#### [MATERIAL PROVIDED]

+ + + + + + +

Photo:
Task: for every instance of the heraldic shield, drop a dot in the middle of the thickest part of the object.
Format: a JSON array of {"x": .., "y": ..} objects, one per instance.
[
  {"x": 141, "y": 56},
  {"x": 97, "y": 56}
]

+ + + + + + +

#### [PROBLEM DETAILS]
Exactly reproduce every line found in the records.

#### [FINISHED TASK]
Photo:
Task: for every instance of the heraldic shield, drop a dot in the middle of the thickest part of the object.
Format: a JSON array of {"x": .., "y": ..} objects, one per instance.
[
  {"x": 141, "y": 56},
  {"x": 97, "y": 56}
]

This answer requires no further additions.